#### To do
a - Print everything in the passage on choosing between a startup and an academic career from "At some point" down to "have a boss.".
b - The passage on choosing between a startup and an academic career ends with an "easy and realistic answer." List each step that answer gives, in order.

#### Reading passage
* START *
At some point I've decided/discovered that I wouldn't be happy with the first choice, I'm simply not that kind of person. I'm not meant to have a boss.

Then came another idea which directly fall into the second category: launch a startup. I would create my job and do something I choose, and I know from readings that launching a startup is also a full time activity. I'm not talking about office hours kind of full time, I'm talking about twenty-four hours a day kind of full time.

Now I'm a fourth year university student (which is the undergrad year in the US but the first of the two grad years before PhD in France) and I don't know which one to choose: should I launch my startup or go for an academic career?

Of course the easy and realistic answer to my question is: finish your studies, do a PhD, start an academic career and when your research brings you an awesome and marketable idea, launch your startup.
* END *
#### Extracted records
* START *
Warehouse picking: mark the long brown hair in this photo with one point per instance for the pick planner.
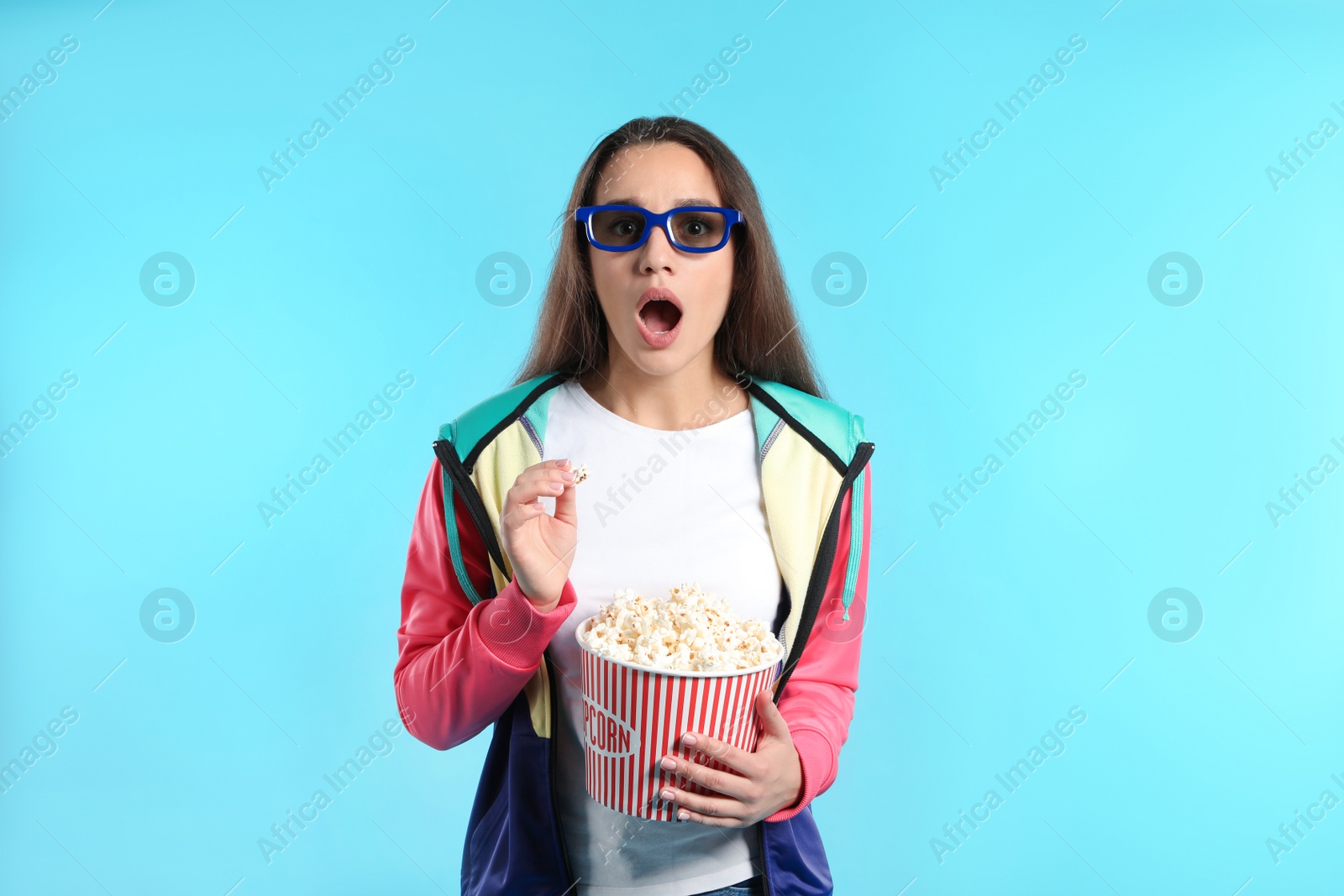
(759, 333)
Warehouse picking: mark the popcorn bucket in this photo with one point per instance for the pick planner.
(635, 715)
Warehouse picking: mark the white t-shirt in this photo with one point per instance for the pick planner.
(699, 517)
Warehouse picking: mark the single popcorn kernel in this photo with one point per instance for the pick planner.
(690, 631)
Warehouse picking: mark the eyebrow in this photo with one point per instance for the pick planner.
(679, 203)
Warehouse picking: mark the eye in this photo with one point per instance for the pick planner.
(699, 228)
(628, 226)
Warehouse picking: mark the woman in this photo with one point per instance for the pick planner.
(667, 360)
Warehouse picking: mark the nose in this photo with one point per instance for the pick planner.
(656, 253)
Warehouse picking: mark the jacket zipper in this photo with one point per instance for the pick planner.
(810, 609)
(476, 510)
(554, 752)
(826, 555)
(472, 499)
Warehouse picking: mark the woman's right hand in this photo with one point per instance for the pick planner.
(539, 546)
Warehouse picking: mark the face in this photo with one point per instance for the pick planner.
(655, 336)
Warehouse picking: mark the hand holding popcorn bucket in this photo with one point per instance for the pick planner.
(633, 715)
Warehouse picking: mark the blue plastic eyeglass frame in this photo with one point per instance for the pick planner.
(658, 219)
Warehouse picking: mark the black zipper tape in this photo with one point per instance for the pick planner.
(822, 567)
(447, 453)
(470, 461)
(555, 799)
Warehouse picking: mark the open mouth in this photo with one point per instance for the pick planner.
(660, 316)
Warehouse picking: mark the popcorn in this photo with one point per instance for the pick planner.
(690, 631)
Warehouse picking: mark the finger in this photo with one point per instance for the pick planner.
(723, 782)
(772, 720)
(533, 484)
(707, 810)
(564, 506)
(519, 513)
(736, 758)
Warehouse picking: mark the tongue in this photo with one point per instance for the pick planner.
(660, 316)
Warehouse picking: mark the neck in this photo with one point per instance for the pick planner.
(696, 396)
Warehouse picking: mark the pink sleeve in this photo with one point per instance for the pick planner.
(460, 665)
(817, 701)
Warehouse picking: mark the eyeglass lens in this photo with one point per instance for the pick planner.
(694, 228)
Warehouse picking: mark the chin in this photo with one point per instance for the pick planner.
(660, 362)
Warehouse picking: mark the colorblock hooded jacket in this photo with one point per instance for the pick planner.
(474, 651)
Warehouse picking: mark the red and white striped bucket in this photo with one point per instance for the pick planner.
(633, 716)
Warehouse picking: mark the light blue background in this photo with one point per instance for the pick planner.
(358, 265)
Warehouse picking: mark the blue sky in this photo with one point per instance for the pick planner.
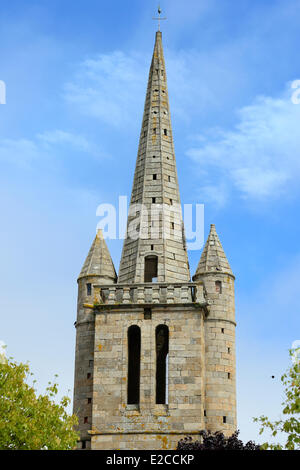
(76, 76)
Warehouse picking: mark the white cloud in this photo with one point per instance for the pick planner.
(112, 87)
(24, 152)
(109, 87)
(259, 158)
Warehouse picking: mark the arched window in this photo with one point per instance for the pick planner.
(150, 274)
(219, 287)
(134, 358)
(162, 351)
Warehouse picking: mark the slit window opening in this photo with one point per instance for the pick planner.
(162, 356)
(134, 359)
(89, 289)
(219, 287)
(150, 274)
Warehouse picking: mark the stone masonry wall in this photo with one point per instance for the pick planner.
(152, 426)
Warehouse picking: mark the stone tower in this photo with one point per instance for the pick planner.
(155, 352)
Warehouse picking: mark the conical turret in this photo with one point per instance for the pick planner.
(155, 210)
(98, 261)
(213, 258)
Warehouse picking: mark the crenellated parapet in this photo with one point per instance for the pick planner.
(148, 294)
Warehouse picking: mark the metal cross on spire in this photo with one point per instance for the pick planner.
(159, 17)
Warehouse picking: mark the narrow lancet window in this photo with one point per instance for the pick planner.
(134, 358)
(150, 274)
(162, 352)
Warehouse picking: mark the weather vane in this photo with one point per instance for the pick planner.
(159, 17)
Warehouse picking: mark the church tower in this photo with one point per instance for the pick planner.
(155, 352)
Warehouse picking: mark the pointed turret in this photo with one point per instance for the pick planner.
(159, 252)
(98, 261)
(213, 258)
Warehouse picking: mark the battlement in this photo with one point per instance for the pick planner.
(150, 293)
* END *
#### Expected outputs
a -
At some point I've decided/discovered that I wouldn't be happy with the first choice, I'm simply not that kind of person. I'm not meant to have a boss.

b -
1. Finish your studies.
2. Do a PhD.
3. Start an academic career.
4. Launch your startup when your research brings you an awesome and marketable idea.